▸ **MATERIAL PROVIDED**
===============
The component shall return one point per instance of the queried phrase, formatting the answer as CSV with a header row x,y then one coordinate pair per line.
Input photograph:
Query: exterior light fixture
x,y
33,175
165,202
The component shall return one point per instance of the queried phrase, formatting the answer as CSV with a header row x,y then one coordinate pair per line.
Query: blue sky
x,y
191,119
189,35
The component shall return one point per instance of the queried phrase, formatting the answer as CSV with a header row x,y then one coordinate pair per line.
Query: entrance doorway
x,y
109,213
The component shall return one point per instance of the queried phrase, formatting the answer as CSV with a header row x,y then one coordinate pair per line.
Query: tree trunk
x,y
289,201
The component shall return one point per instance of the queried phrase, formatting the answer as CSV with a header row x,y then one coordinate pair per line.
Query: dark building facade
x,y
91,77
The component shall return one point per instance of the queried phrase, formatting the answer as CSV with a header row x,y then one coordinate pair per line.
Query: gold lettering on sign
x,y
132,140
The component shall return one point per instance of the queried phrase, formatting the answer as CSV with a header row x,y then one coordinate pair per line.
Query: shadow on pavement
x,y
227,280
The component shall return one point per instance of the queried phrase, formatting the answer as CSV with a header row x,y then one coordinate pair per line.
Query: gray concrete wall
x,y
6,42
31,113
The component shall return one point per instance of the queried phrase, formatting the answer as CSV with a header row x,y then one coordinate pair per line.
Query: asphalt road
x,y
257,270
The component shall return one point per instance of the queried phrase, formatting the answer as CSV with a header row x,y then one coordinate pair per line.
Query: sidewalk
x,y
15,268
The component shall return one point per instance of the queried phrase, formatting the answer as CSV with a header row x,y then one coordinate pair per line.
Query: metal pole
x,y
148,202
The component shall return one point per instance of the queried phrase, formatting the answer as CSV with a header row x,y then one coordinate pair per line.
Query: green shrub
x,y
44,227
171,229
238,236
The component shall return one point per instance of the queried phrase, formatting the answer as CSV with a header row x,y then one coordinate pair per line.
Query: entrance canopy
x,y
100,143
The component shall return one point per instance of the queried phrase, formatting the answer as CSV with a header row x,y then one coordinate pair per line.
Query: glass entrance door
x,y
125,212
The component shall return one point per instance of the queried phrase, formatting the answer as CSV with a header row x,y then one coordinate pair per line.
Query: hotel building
===============
▸ **YOUR GOAL**
A faithful copy of all the material is the required answer.

▸ **WRITTEN RESPONSE**
The component shall return one point per instance of the queried phrase, formatting the answer as CSV with a header row x,y then one coordinate pair per line.
Input photograph:
Query: exterior light fixture
x,y
33,175
165,202
The component shall return one point per instance of the queried phrase, formatting the answer as CSV with a header row x,y then one coordinate pair per line.
Query: blue sky
x,y
191,119
189,35
The component shall return one point per instance of the queried phrase, formatting the answer as CSV with a header row x,y then one coordinate pair per line.
Query: entrance doorway
x,y
109,213
The component shall return one point per instance of the queried phrase, formatting the answer as CSV with a header row x,y then one coordinate pair per line.
Query: tree trunk
x,y
289,201
The component shall return one point per instance of the queried phrase, formatting the answer as CSV with a header row x,y then one coordinate pair per line.
Query: dark building facade
x,y
91,77
The component shall return one point per instance of the queried phrase, formatting the answer as CSV with a header row x,y then one coordinate pair per line.
Query: gold lettering on sign
x,y
132,140
The component shall return one point per instance of the queried phrase, formatting the answer as CSV with a header row x,y then one coordinate pair per line.
Query: shadow on pavement
x,y
227,280
The component shall return one point per instance of the queried phrase, formatting the answer as CSV with a header row x,y then one coordinate pair per line.
Query: gray concrete wall
x,y
6,42
31,113
The component shall return one point per instance of the queried phrase, formatting the answer as CSV with a header row x,y then one coordinate pair per line.
Query: asphalt road
x,y
257,270
The component shall return one point per instance of the queried phrase, formatting the answer as CSV with a header row x,y then one coordinate pair per line.
Query: sidewalk
x,y
15,268
The component shall return one point per instance of the queried phrase, formatting the answer as CSV with a header row x,y then one coordinate pair per line.
Query: metal pole
x,y
148,202
The component shall return one point per instance of the queried phrase, formatting the answer as CSV with a header row x,y then one coordinate pair per line.
Query: green shrub
x,y
44,227
171,229
238,236
The component shall return one point per instance of the queried phrase, formatting the answer as CSV with a header row x,y then one coordinate pair per line.
Query: entrance canopy
x,y
100,143
The component shall return one point per instance of the queried phrase, formatting the answer as CSV with a header row x,y then one coordinate pair per line.
Query: glass entrance door
x,y
125,212
The component shall return one point per instance of the queried phrase, formatting the answer as CSV with a header row x,y then one coordinate pair per line.
Query: hotel building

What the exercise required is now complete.